Source extract:
>>>>>

How to Get an Engaged, Productive, and Focused Workforce

A 2007 Towers Perrin survey of nearly 90,000 employees worldwide found that only 21% felt fully engaged at work and nearly 40% were disenchanted or disengaged.

This negativity has a direct impact on the bottom line. They found that companies with low levels of employee engagement had a 33% annual decline in operating income and an 11% annual decline in earnings growth.

Those with high engagement on the other hand, reported a 19% increase in operating income and 28% growth in earning per share.

No wonder there have been more articles and blogs on employee engagement that I could ever count. But the question is this: What are we as leaders really doing to change ourselves and our cultures?

Leaders are the catalyst for change. Leaders can easily underestimate how their attitudes and behaviors affect the energy and engagement levels of their teams.

Be Wise… Energize!

Because energy is contagious, both the quality and quantity of a leader’s energy can drain or galvanize a team.

In working with an executive team for one of my clients, we developed a goal for them to create a highly engaged, employee and customer-friendly, high performance culture. Through an extensive needs analysis we uncovered that burnout was rampant at all levels of the organization and the employees at this organization were definitely in that 40%.

We first helped the leadership team implement some simple and very effective tools for spreading “energy” through the ranks. We then developed a program focused on helping people managing their energy along with their time to prevent this high degree of burn out. Harvard Business Review has a wonderful article I picked up a number of best practices from (see Managing Your Energy Not Your Time,” HBR October 2007).

Human beings don’t work like computers; they can’t operate at high speeds continuously, running multiple programs at once. And it is amazing how many people are expected to work like computers.

<<<<<

Exercise tasks:
1. Can you copy, word for word, the stretch of the employee engagement article from "This negativity has" through "and our cultures?"?
2. How would you condense the paragraph of the employee engagement article that begins "In working with an executive team" into a short bulleted list that keeps its main facts?
3. Could you write what comes next in the employee engagement article, picking up after its final sentence?

Material:
>>>>>

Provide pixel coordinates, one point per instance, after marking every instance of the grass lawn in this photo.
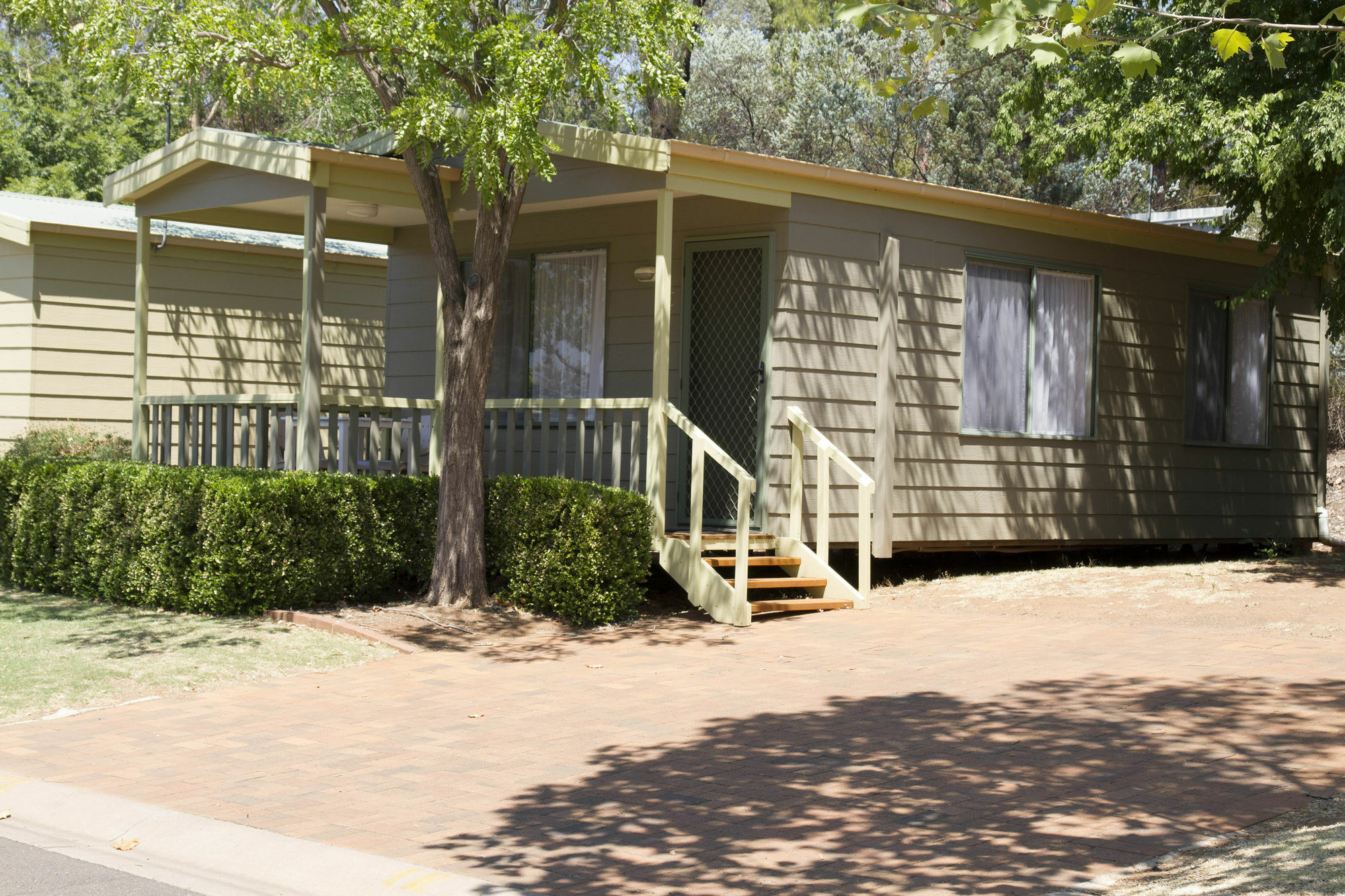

<<<<<

Task-by-task results:
1.
This negativity has a direct impact on the bottom line. They found that companies with low levels of employee engagement had a 33% annual decline in operating income and an 11% annual decline in earnings growth.

Those with high engagement on the other hand, reported a 19% increase in operating income and 28% growth in earning per share.

No wonder there have been more articles and blogs on employee engagement that I could ever count. But the question is this: What are we as leaders really doing to change ourselves and our cultures?

2.
- The writer worked with a client's executive team.
- They set a goal of creating a highly engaged, employee- and customer-friendly, high-performance culture.
- An extensive needs analysis found that burnout was rampant at all levels of the organization.
- The organization's employees were clearly in the 40% who were disenchanted or disengaged.

3.
We do best and are most productive when we alternate between period of intense focus and intermittent renewal. I will share a few ideas here From the HBR article along with some others from my bag of tricks:

  • How many of you sit at your desk and wolf down your lunch while reading through your emails? Get away from your desk so you come back more focused and fueled to face the rest of the day.
  • Set aside an uninterrupted 60 to 90 minutes each morning to focus on your top two to three priorities and not responding to emails or putting out whatever fires had flared up the night before.
  • Reduce interruptions by performing high concentration tasks away from phone and email. In fact I suggest responding to emails and voice mails ONLY at designated times during the day.
  • Engage in healthy conflict. The failure to be direct and holding in anger and frustration will zap your energy and have a negative impact on colleagues and those you manage. Patrick Lenoni’s book The Five Dysfunctions of a Team talks to this point.
  • Make an effort to give people your full focus and try to listen “with both ears” without interrupting. I know this is difficult, but commit to ignore email while talking to people on the phone.
  • Fuel positive emotions in yourself and others by regularly expressing appreciation in detailed specific terms through notes, email, calls or conversations.
  • Identify your “sweet spot” activities; those that give you feelings of effortless absorption and fulfillment. Find ways to do more of these. One executive who hated doing sales reports delegated them to someone who loved that activity.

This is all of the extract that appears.